**WHAT TO WORK ON:**
Count the lines in the records below that contain the string "floor". Case counts. Reply with the number alone.

**GIVEN INFORMATION:**
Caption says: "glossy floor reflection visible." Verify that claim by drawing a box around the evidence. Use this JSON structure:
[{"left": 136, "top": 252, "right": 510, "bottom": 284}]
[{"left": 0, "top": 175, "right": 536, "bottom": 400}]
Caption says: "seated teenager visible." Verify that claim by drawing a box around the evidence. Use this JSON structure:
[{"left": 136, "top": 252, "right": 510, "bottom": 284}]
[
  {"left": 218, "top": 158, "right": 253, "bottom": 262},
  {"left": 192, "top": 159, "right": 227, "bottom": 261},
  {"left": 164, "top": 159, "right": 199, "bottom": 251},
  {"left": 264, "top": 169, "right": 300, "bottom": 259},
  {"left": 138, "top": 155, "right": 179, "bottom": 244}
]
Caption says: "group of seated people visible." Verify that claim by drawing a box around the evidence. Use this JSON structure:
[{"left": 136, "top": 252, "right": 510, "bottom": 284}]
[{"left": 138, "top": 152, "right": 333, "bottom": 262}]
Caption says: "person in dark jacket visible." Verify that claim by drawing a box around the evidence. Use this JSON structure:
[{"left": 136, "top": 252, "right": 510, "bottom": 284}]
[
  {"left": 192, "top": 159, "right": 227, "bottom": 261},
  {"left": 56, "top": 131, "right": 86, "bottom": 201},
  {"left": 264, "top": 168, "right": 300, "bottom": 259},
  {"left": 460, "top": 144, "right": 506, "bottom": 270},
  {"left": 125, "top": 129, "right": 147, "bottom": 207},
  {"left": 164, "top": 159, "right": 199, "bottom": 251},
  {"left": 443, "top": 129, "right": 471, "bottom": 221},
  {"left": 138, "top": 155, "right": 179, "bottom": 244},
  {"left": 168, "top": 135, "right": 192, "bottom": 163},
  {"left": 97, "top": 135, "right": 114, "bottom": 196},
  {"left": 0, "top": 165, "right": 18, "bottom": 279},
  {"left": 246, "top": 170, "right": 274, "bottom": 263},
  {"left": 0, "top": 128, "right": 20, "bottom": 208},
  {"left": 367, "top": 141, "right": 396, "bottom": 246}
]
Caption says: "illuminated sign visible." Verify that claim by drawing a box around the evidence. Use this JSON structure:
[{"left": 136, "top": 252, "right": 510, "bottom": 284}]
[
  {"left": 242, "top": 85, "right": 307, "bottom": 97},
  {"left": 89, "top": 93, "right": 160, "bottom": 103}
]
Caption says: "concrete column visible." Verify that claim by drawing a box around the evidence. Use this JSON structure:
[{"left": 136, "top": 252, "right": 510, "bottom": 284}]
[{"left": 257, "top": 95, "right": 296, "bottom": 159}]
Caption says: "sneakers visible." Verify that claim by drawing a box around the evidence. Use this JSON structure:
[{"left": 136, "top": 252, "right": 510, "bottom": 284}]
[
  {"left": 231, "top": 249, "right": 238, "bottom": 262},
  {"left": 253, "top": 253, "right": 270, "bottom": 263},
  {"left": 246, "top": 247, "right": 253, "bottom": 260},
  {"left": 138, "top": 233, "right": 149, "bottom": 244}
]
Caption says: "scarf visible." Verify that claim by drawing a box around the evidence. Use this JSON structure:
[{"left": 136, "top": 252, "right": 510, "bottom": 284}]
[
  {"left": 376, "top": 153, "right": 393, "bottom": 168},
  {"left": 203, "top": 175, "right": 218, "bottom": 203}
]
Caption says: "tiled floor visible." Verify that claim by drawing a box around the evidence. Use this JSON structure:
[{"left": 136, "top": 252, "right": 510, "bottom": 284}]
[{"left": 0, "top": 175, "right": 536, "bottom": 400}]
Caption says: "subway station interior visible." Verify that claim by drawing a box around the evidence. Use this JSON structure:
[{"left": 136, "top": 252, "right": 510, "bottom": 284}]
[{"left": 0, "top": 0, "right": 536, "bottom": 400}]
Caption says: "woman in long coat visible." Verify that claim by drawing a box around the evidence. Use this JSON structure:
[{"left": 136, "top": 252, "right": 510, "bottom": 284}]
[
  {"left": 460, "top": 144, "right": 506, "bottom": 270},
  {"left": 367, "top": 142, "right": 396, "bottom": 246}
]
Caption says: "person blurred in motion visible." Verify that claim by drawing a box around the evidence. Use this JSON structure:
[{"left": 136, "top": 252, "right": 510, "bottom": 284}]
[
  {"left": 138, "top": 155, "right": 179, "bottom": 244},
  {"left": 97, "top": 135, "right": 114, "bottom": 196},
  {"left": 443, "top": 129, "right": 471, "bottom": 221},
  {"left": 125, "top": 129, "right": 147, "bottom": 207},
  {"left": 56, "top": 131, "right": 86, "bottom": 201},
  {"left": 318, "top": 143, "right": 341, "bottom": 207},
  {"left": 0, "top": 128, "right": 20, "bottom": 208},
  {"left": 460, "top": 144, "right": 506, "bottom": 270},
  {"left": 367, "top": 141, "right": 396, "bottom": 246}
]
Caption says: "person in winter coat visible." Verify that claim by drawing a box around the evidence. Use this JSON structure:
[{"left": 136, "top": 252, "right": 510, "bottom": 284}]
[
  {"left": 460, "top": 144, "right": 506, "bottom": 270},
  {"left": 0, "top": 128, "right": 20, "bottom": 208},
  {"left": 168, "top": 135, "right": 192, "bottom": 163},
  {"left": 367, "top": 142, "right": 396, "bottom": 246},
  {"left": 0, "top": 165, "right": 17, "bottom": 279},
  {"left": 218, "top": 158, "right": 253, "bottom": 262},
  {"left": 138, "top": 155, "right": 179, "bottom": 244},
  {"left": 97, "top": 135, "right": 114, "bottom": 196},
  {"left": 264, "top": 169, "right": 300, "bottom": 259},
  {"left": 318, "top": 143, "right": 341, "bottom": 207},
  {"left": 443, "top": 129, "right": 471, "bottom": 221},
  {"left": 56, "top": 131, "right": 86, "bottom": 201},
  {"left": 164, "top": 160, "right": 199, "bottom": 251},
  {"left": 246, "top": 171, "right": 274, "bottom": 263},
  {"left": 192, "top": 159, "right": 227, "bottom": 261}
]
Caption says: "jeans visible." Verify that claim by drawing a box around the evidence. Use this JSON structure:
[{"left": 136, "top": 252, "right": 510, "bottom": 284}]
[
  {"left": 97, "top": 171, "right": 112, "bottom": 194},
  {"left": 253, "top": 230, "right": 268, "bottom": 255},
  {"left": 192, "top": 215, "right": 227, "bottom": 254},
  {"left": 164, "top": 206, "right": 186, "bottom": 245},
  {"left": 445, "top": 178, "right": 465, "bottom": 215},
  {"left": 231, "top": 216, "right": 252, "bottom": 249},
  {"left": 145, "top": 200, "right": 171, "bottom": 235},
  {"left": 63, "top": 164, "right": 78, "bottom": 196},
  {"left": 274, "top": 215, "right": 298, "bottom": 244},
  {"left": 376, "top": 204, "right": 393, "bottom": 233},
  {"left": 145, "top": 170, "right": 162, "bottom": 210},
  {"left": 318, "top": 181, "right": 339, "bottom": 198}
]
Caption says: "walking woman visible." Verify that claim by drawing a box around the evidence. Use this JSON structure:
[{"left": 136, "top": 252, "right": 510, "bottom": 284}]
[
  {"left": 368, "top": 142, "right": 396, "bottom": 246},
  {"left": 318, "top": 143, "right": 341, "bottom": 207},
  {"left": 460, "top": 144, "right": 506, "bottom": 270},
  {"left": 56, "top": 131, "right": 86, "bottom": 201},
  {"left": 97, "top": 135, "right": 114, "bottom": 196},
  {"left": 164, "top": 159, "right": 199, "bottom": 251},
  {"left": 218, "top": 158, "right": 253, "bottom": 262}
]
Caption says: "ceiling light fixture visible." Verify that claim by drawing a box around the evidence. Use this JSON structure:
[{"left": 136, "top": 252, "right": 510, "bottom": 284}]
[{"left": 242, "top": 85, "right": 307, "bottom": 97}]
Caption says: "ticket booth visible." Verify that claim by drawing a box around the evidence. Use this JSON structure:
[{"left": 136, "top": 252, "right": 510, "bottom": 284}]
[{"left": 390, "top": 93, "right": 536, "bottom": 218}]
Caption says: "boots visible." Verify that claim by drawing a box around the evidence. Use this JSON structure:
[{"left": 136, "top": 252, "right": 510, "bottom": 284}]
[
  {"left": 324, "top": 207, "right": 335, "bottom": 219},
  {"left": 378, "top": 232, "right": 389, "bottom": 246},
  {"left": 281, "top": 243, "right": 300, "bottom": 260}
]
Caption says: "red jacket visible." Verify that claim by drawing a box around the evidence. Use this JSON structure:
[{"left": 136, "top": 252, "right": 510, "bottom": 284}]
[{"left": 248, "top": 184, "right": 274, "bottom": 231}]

**SOLUTION TO THIS PROBLEM:**
2